=== Work instructions ===
Please print the data again exactly as given.

------ Excerpted data

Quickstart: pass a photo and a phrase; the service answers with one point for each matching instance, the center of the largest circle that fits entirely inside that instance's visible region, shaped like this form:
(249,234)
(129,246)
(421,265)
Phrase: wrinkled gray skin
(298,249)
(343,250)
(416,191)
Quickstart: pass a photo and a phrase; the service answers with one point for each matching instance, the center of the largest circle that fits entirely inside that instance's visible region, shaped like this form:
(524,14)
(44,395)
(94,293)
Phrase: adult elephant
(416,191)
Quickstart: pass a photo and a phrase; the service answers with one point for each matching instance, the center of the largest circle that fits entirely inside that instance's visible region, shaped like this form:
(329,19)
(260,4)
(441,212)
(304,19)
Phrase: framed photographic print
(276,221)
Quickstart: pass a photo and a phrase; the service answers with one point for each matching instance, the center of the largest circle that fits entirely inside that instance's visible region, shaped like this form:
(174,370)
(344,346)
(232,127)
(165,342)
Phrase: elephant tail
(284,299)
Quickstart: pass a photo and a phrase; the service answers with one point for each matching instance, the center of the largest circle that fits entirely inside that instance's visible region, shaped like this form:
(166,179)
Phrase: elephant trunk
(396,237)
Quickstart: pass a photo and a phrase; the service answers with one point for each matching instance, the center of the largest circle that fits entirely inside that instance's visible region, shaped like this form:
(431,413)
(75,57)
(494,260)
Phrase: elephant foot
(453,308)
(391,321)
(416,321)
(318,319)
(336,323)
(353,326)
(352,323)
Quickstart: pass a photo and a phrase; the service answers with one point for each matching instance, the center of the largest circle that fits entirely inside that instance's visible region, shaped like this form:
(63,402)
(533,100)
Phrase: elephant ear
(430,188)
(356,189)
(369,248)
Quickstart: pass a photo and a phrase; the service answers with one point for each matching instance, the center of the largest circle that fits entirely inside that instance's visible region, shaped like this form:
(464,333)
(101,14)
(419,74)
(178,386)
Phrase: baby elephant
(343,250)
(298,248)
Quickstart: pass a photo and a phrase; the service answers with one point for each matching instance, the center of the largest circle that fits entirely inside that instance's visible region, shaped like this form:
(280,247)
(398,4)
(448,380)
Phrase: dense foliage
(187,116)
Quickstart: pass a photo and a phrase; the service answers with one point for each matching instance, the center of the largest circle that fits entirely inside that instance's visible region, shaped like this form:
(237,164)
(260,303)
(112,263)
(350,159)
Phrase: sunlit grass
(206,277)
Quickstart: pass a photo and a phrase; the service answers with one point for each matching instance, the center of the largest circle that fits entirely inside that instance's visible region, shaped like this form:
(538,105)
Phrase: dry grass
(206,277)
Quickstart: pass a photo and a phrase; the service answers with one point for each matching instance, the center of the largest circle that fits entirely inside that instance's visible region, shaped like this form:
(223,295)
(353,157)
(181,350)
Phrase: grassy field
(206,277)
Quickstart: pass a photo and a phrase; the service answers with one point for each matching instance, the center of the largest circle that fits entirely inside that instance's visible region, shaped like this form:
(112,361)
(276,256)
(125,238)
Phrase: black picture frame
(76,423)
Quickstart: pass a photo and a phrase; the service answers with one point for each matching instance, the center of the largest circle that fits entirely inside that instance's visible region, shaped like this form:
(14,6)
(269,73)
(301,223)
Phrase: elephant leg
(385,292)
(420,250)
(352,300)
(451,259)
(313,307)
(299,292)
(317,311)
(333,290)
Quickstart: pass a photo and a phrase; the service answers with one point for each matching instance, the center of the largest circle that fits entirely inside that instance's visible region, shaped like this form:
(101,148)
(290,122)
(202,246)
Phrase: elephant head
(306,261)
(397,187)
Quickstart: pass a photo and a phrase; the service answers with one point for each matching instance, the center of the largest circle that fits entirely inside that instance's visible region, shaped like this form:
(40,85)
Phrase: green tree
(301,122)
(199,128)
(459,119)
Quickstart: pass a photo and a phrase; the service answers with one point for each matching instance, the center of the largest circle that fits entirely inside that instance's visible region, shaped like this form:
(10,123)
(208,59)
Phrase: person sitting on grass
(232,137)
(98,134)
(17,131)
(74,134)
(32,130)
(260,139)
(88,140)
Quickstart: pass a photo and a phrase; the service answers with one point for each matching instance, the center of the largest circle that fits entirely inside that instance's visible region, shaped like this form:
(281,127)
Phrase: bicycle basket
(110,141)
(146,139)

------------

=== Result of this task ===
Quickstart: pass a photo and a phrase; the service answers with one point for each matching instance, the center of the largest circle that fits entirely inside that instance's visible region, shaped like this form:
(249,234)
(129,246)
(421,265)
Phrase: wrinkled gray skin
(298,249)
(343,250)
(416,191)
Quickstart: pass a photo and a phrase; the service answers with one point for each matching instance, the center of the largest circle that fits entirely inside that instance's visible region, shaped like this form:
(524,14)
(44,395)
(94,293)
Phrase: adult elephant
(416,191)
Quickstart: pass a photo and a phrase; the service answers with one point for each matching instance, the center of the largest circle that fits entirely inside that instance's visible region, shaped like this form:
(329,19)
(260,4)
(441,212)
(304,19)
Phrase: framed photographic print
(276,221)
Quickstart: pass a photo and a phrase; the service answers with one point for each matching instance, the center of the largest circle that fits entirely inside that instance's visible region, shaped like this form:
(174,370)
(344,346)
(232,127)
(165,342)
Phrase: elephant tail
(284,299)
Quickstart: pass a photo and a phrase; the service answers with one point for each matching instance, the center of the largest circle that fits entirely inside that instance's visible region, shaped like this form:
(166,179)
Phrase: elephant trunk
(396,237)
Quickstart: pass a photo and a phrase; the service answers with one point for each matching instance, the center of the largest circle that fits entirely inside that instance's visible region, shaped like this form:
(431,413)
(75,57)
(494,260)
Phrase: elephant foot
(453,308)
(391,321)
(416,321)
(318,319)
(336,323)
(353,326)
(352,323)
Quickstart: pass a photo and a phrase; the service answers with one point for each matching instance, the center of the largest circle that fits entirely inside that instance's visible region, shaped like this form:
(63,402)
(533,100)
Phrase: elephant ear
(430,188)
(356,189)
(369,248)
Quickstart: pass a photo and a phrase; the service answers with one point for each matching instance, the center of the largest circle that fits entirely inside that instance's visible region, shaped like this form:
(464,333)
(101,14)
(419,74)
(178,386)
Phrase: baby elephant
(343,250)
(298,248)
Quickstart: pass a photo and a phrase; the service answers with one point for each matching instance, the center of the largest circle that fits entirely inside that instance's visible region, shaped like this form:
(280,247)
(398,4)
(448,380)
Phrase: dense foliage
(187,116)
Quickstart: pass a photo and a phrase; the service answers with one point for each matching instance, the center of the largest circle that fits entirely inside that instance's visible region, shaped like this form:
(237,164)
(260,303)
(112,263)
(350,159)
Phrase: sunlit grass
(206,277)
Quickstart: pass a photo and a phrase; the service answers with one point for each matching instance, the center of the largest circle that fits entirely inside that instance's visible region, shaped like this form:
(538,105)
Phrase: dry grass
(206,277)
Quickstart: pass a photo and a phrase; the service answers with one point for each matching instance, the center of the largest circle that fits entirely inside that instance's visible region, shaped like this form:
(223,295)
(353,157)
(181,350)
Phrase: grassy field
(206,277)
Quickstart: pass a photo and a phrase; the service answers with one point for each matching instance, the center of the largest circle that fits entirely inside that instance's visible region, shaped like this form:
(112,361)
(276,256)
(125,238)
Phrase: black picture frame
(76,423)
Quickstart: pass a photo and a phrase; the service answers with one point for each matching instance, the center of the largest circle that fits entirely inside that instance's visible region, shaped like this form:
(14,6)
(269,73)
(301,223)
Phrase: elephant leg
(385,292)
(420,250)
(352,300)
(451,259)
(313,307)
(299,292)
(317,311)
(333,290)
Quickstart: pass a photo and a phrase; the service answers with one point for each matching instance, the center of the largest circle that fits entirely inside that instance's visible region, shaped like this form:
(101,148)
(290,122)
(202,246)
Phrase: elephant head
(306,261)
(397,187)
Quickstart: pass a photo and a phrase; the service answers with one point for each matching instance, the center of the largest circle that fits entirely inside that instance's visible region, shaped like this form:
(40,85)
Phrase: green tree
(301,122)
(199,128)
(459,119)
Quickstart: pass a photo and a phrase; the service answers with one point for each matching instance, the center of the largest circle that fits entirely inside that instance's visible region, shaped like this form:
(10,123)
(208,59)
Phrase: person sitting on grass
(232,137)
(98,134)
(17,131)
(74,134)
(32,130)
(260,139)
(88,140)
Quickstart: pass a photo and a phrase; the service answers with one point for each matching instance, the center of the largest circle that fits entirely inside that instance's visible region, shaped like this form:
(281,127)
Phrase: bicycle basket
(110,141)
(146,139)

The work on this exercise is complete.